▶ _Problem_:
Convert the data into a two-column CSV with the headers "request" and "answer", one row per request, putting its text and its answer each in a single quoted field with line breaks replaced by spaces. Cover all of the data, and leave the pictures out of the output.

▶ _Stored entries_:
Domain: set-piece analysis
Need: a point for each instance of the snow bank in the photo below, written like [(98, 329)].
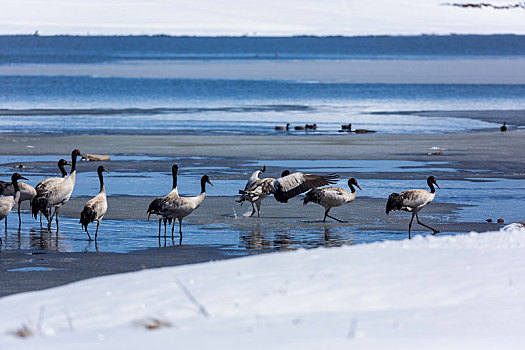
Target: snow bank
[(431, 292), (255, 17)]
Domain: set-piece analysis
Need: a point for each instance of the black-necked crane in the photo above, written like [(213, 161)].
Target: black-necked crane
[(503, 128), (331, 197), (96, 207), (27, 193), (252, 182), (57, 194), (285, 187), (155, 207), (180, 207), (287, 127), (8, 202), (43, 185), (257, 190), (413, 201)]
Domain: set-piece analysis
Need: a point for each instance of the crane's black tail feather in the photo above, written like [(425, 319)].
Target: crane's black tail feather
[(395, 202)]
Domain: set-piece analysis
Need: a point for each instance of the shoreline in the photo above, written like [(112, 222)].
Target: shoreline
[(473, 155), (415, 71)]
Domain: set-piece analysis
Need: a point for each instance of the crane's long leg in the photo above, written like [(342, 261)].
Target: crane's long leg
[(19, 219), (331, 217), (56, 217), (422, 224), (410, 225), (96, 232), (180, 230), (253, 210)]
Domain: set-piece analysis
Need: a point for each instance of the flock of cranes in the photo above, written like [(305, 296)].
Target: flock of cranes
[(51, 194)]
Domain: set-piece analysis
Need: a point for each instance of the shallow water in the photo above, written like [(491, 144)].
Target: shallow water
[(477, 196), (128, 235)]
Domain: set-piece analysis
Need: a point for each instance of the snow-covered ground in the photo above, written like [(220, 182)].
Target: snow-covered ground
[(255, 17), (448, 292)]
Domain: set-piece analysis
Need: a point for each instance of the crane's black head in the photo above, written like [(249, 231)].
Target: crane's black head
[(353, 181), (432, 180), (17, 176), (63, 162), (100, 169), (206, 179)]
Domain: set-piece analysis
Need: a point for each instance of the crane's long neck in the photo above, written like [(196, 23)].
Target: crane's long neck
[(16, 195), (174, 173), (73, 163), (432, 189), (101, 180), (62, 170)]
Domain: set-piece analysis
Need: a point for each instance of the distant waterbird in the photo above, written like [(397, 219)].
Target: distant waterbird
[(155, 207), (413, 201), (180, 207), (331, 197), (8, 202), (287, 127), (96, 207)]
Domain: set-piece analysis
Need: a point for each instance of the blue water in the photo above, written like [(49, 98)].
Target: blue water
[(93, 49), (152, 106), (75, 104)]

▶ _Task output_:
request,answer
"Domain: set-piece analysis Need: a point for each instance of the snow bank in the photo below, written like [(98, 329)]. Target: snow bank","[(431, 292), (255, 17)]"
"Domain: set-piece analysis Need: a point for each instance of the black-necked crane in the photo above, written like [(213, 161)]. Target: black-necked crane","[(503, 128), (331, 197), (96, 207), (27, 193), (252, 182), (57, 194), (285, 187), (155, 207), (180, 207), (287, 127), (8, 202), (43, 185), (257, 190), (413, 201)]"
"Domain: set-piece analysis Need: a point for each instance of the crane's black tail feather in the photo above, written like [(425, 319)]. Target: crane's black tail feather","[(395, 202)]"
"Domain: set-piece analysis Need: a point for each instance of the shoreline in the photo above, written like [(112, 222)]. Target: shoreline","[(473, 155), (415, 71)]"
"Domain: set-piece analysis Need: a point for each instance of the crane's long leg in the photo above, written like [(342, 261)]. Target: crane's long leg","[(19, 219), (331, 217), (56, 217), (422, 224), (410, 225), (96, 232), (180, 230), (253, 210)]"
"Domain: set-piece analysis Need: a point for each instance of the flock of cranes in the photo above, written like [(305, 296)]. Target: flock of cranes","[(51, 194)]"
"Domain: set-piece analysis Need: a point for each instance of the shallow water in the photo above, written like [(491, 144)]. Target: shallow water","[(477, 196), (128, 235)]"
"Domain: set-piece analysis Need: a point for each instance of the snow-covered ground in the photo above, written like [(220, 182)]. Target: snow-covered ground","[(255, 17), (448, 292)]"
"Domain: set-piece analysis Need: a point for each instance of the crane's black head in the photo above, written like [(249, 231)]. Target: crane's black head","[(353, 181), (432, 180), (17, 176), (63, 162), (100, 169), (206, 179)]"
"Domain: set-piece analysis Need: a point for each instance of the crane's long neck in the photo above, written like [(196, 23)]. Target: crane's long neck","[(16, 195), (174, 173), (73, 163), (432, 189), (101, 180), (62, 170)]"
"Domain: set-piece analysis Need: a point for each instance of the distant waterbird in the photo above, written like [(397, 219)]. Target: distant waterbird","[(155, 207), (413, 201), (180, 207), (331, 197), (8, 202), (287, 127), (96, 207)]"
"Domain: set-piece analysis Need: a point for each instance of the blue water in the photo above, written like [(49, 98)]. Target: blue water","[(93, 49), (152, 106), (75, 104)]"